▶ **Text shown**
>> Begin

Eliminate per-tx DB queries in detect_spent_outputs with in-memory caches

Store phase was still the bottleneck (~700-1800ms/batch) despite the
  pipeline, because detect_spent_outputs issued ~51k individual DB queries
  per batch (key image + ring member lookups for every on-chain tx).

  Load all owned key images and global indices into HashSets at batch start,
  check in-memory first, and only hit the DB on the rare cache hit (~0.01%).
  Also adds PRAGMA synchronous=NORMAL and hoists get_stakes out of the
  per-block loop.

  Result: store times drop from 700-1800ms to 11-167ms, overall sync
  throughput improves from ~490 to ~2073 blocks/s (4x).
This commit is contained in:
Matt Hess
2026-02-28 00:27:08 +00:00
parent 5a4f7be4ed
commit c3cf5993ac
3 changed files with 89 additions and 35 deletions
+7 -7
View File
@@ -27,7 +27,7 @@ jobs:
runs-on: ubuntu-latest
container: rust:alpine
steps:
- run: apk add --no-cache musl-dev perl make git
- run: apk add --no-cache musl-dev perl make git g++
- uses: actions/checkout@v4
- run: rustup component add clippy
- uses: Swatinem/rust-cache@v2
@@ -52,7 +52,7 @@ jobs:
runs-on: ubuntu-latest
container: rust:alpine
steps:
- run: apk add --no-cache musl-dev perl make git
- run: apk add --no-cache musl-dev perl make git g++
- uses: actions/checkout@v4
- uses: Swatinem/rust-cache@v2
- name: Build all crates
@@ -67,7 +67,7 @@ jobs:
runs-on: ubuntu-latest
container: rust:alpine
steps:
- run: apk add --no-cache musl-dev perl make git
- run: apk add --no-cache musl-dev perl make git g++
- uses: actions/checkout@v4
- uses: Swatinem/rust-cache@v2
- name: salvium-types
@@ -81,7 +81,7 @@ jobs:
runs-on: ubuntu-latest
container: rust:alpine
steps:
- run: apk add --no-cache musl-dev perl make git
- run: apk add --no-cache musl-dev perl make git g++
- uses: actions/checkout@v4
- uses: Swatinem/rust-cache@v2
- name: salvium-crypto (unit)

>> End

▶ **What is asked**
**A)** Could you write out the commit page's text starting with "Store phase was" and going on through "every on-chain tx)."?
**B)** Answer these questions from the commit page:
(i) About how many individual DB queries per batch did detect_spent_outputs issue before this change?
(ii) Which package was added to the end of each apk add command?
(iii) How many files did the commit change?
**C)** Do these statements agree with the commit page? Answer yes or no for each, and quote the deciding words.
(i) Overall sync throughput improved about fourfold.
(ii) The change sets PRAGMA synchronous to FULL.
(iii) The jobs run on windows-latest.

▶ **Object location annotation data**
>> Begin

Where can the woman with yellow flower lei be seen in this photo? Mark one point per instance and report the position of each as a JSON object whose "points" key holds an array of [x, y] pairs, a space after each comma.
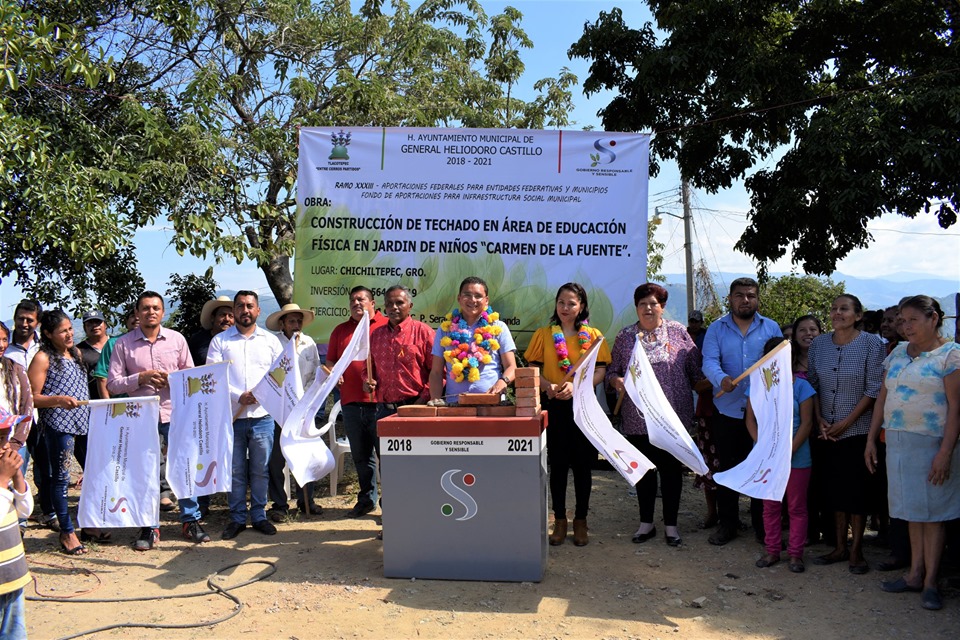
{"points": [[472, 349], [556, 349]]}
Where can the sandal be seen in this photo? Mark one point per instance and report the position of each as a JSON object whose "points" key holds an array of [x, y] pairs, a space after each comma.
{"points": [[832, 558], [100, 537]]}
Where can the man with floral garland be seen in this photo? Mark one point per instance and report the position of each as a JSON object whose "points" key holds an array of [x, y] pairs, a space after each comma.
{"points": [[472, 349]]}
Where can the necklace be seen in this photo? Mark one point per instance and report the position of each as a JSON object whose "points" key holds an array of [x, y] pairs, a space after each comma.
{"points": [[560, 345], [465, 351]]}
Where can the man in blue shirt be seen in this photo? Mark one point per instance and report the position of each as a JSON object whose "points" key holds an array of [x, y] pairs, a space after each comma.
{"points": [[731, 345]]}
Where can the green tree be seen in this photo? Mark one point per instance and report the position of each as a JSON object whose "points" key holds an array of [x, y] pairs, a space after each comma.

>> End

▶ **Answers for the tasks**
**A)**
Store phase was still the bottleneck (~700-1800ms/batch) despite the
  pipeline, because detect_spent_outputs issued ~51k individual DB queries
  per batch (key image + ring member lookups for every on-chain tx).

**B)**
(i) About 51k.
(ii) g++.
(iii) 3.

**C)**
(i) Yes: "overall sync throughput improves from ~490 to ~2073 blocks/s (4x)."
(ii) No: "Also adds PRAGMA synchronous=NORMAL"
(iii) No: "runs-on: ubuntu-latest"